RECORD SET:
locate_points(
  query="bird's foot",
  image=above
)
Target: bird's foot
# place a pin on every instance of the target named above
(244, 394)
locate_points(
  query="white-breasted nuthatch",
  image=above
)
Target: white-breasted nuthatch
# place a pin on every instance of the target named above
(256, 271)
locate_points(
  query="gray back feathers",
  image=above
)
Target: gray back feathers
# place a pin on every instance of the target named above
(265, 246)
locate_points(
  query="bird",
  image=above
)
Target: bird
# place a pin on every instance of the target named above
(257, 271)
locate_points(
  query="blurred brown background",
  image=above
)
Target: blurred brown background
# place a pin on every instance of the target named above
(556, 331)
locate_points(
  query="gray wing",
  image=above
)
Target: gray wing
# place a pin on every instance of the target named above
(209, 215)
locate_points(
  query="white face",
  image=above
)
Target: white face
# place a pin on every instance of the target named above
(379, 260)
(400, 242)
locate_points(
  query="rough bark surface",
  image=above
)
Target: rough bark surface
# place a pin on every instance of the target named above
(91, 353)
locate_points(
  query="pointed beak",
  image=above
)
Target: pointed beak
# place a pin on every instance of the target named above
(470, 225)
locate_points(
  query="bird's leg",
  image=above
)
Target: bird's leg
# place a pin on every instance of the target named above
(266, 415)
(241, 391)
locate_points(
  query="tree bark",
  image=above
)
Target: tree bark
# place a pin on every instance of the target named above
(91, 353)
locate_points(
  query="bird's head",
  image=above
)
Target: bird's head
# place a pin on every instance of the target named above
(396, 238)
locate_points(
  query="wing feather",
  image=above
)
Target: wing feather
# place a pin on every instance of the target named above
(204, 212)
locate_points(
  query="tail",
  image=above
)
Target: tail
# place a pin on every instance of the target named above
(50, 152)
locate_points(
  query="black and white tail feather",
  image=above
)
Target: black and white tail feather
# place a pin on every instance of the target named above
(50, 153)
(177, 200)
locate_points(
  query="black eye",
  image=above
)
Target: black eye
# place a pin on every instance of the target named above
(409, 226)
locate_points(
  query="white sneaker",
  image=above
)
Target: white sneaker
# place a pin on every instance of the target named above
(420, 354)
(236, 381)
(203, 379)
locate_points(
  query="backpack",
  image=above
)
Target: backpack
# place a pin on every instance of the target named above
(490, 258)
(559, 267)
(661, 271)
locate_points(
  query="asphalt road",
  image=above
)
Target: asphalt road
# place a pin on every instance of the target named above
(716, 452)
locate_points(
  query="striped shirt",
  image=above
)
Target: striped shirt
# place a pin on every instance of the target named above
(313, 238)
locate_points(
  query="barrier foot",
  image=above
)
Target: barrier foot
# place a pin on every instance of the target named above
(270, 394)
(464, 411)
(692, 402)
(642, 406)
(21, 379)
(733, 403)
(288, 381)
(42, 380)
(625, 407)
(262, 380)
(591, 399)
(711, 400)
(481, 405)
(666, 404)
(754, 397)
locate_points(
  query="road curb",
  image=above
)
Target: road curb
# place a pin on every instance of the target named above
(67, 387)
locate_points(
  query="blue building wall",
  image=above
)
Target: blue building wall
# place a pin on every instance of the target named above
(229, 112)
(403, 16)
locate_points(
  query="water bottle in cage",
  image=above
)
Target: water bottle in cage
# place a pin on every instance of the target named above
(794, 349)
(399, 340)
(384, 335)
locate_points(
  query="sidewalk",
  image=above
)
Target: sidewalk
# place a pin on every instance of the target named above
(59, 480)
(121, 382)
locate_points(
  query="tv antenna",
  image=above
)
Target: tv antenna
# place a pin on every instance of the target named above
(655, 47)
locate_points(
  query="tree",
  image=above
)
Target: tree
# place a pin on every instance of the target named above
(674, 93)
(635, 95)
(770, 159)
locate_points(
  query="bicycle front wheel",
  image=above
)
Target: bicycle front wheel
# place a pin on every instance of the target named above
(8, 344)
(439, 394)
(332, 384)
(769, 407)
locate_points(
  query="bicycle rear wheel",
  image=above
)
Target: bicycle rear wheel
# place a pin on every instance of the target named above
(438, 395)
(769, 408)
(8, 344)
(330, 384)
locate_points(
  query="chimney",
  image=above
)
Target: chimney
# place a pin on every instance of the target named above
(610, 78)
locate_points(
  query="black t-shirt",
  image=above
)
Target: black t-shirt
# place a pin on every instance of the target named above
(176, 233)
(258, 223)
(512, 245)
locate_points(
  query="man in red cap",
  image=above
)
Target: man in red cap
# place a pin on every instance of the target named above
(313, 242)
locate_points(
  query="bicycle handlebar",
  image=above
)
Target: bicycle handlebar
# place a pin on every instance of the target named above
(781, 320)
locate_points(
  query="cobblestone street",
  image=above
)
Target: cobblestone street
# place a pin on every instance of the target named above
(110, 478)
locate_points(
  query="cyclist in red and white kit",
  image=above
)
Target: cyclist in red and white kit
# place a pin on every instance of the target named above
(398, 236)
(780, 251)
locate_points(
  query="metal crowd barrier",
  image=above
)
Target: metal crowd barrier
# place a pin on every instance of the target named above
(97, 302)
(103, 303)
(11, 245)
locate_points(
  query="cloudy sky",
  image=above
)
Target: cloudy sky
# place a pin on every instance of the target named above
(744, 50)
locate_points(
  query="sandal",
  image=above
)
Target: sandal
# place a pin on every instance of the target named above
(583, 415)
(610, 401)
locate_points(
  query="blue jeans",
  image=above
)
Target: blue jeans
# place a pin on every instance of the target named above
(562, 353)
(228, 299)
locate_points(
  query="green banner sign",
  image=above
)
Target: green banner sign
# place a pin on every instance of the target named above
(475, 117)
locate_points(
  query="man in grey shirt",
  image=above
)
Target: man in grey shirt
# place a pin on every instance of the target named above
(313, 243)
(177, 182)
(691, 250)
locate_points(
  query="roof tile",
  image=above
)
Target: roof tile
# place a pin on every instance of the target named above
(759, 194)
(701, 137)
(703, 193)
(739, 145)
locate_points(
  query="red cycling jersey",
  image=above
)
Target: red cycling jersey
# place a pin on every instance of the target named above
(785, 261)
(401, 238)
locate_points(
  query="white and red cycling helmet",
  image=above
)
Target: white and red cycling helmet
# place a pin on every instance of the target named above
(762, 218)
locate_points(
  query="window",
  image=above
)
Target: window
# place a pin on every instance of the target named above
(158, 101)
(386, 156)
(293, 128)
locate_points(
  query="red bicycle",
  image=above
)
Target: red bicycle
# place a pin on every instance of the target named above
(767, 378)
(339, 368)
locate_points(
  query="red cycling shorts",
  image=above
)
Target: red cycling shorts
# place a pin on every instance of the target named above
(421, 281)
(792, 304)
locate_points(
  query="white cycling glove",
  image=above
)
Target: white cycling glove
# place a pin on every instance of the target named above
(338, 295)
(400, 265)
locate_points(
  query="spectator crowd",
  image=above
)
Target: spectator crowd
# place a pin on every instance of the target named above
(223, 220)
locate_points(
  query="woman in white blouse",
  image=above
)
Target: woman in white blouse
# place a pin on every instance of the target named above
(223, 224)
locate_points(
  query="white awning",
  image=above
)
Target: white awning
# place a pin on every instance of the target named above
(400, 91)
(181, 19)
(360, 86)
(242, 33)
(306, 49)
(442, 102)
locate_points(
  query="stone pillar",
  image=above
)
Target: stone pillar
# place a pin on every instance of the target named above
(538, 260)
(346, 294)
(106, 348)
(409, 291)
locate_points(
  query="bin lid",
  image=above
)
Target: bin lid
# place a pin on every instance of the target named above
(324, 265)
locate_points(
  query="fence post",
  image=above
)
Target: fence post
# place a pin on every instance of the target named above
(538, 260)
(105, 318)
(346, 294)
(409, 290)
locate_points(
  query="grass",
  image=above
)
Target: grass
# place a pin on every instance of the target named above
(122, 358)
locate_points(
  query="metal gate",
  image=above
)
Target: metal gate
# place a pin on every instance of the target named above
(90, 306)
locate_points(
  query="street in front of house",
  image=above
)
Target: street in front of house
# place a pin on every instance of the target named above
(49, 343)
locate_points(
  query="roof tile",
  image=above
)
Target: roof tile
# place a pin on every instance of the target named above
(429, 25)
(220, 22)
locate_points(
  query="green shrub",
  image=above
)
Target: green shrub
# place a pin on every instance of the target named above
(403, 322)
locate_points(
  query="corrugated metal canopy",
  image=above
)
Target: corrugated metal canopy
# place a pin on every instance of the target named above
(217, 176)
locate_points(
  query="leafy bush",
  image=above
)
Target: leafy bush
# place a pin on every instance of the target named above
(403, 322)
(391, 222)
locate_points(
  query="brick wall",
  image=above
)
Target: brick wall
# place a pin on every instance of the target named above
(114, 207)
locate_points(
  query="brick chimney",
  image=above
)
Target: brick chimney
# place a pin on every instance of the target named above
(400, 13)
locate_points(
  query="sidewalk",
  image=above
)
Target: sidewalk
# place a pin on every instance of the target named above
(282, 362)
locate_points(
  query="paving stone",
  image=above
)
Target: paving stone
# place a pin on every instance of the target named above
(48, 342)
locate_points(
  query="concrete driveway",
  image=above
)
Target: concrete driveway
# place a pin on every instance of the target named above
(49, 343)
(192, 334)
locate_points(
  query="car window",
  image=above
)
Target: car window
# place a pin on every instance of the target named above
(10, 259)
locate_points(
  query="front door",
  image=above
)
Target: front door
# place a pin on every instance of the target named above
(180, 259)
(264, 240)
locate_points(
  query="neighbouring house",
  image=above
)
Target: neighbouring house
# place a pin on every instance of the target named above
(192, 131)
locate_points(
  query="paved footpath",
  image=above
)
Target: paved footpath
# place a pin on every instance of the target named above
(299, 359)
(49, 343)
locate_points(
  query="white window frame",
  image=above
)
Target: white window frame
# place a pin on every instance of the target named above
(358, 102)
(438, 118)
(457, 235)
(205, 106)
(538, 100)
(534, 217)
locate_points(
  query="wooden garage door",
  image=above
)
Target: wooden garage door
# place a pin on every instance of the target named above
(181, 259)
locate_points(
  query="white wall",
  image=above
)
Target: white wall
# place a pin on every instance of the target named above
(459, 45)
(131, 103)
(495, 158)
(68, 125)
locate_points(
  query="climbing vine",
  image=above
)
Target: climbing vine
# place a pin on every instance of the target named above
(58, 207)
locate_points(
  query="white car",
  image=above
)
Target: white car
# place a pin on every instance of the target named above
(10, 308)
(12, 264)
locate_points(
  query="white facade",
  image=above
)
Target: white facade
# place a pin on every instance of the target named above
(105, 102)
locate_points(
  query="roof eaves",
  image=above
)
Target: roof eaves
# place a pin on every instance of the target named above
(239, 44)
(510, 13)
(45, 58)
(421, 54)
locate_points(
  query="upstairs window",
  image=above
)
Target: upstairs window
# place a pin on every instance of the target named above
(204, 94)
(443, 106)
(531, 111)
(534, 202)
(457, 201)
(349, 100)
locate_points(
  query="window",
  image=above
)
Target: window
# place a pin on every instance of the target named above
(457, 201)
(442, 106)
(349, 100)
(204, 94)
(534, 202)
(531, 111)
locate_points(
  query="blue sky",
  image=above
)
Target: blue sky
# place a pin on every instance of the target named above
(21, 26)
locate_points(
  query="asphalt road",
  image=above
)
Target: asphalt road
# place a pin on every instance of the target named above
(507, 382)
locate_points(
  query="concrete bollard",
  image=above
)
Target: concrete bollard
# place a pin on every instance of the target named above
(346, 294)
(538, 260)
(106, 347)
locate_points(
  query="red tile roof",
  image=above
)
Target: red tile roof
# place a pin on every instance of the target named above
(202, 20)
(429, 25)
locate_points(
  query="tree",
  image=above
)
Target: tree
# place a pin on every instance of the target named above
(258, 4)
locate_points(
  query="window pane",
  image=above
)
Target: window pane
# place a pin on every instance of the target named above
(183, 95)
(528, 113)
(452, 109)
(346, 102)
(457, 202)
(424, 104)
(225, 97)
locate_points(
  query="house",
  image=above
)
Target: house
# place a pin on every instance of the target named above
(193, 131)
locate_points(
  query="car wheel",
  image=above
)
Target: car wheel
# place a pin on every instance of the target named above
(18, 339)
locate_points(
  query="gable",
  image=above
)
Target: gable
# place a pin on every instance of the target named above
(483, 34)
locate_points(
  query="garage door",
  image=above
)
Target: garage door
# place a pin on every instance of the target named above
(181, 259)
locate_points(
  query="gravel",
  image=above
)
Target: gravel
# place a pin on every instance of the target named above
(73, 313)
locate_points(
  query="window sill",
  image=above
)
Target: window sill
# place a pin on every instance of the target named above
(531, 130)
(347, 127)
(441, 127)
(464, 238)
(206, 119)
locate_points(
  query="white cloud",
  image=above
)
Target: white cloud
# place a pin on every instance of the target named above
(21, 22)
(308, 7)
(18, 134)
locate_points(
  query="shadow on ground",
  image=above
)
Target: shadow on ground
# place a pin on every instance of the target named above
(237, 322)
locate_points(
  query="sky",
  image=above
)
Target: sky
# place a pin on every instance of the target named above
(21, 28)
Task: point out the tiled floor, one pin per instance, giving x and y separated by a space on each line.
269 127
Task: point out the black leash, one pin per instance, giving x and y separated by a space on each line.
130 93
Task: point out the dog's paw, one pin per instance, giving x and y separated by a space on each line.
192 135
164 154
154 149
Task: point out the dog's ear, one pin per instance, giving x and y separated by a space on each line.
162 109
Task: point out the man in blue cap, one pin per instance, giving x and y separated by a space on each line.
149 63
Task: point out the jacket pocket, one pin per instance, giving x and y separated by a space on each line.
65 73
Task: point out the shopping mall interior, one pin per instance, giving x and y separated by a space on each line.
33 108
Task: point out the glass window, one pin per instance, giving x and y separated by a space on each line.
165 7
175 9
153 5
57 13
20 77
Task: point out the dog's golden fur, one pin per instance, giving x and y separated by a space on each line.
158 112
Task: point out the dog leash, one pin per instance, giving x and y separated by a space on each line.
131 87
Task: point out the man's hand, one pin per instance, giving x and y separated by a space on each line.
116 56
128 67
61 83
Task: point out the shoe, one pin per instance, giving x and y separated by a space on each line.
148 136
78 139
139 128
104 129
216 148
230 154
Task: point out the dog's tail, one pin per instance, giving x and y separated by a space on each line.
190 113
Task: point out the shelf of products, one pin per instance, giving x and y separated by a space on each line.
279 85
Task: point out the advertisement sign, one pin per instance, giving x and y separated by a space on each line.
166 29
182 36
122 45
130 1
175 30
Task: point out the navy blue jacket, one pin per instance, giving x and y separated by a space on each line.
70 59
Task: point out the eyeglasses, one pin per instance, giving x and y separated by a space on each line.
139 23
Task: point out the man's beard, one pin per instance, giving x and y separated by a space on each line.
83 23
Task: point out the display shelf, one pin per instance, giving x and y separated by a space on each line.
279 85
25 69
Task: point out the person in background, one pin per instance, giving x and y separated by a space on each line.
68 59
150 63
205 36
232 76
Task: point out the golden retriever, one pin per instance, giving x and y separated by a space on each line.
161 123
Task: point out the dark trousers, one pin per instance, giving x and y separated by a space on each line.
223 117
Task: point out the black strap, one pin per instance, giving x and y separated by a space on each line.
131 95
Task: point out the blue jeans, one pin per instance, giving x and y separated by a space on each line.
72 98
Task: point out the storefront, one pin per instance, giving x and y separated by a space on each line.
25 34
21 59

ASSIGNED TASK: For every line in the listing above that contains "rear", copy that line.

EXERCISE OUTPUT:
  query="bicycle rear wheel",
Target: bicycle rear wheel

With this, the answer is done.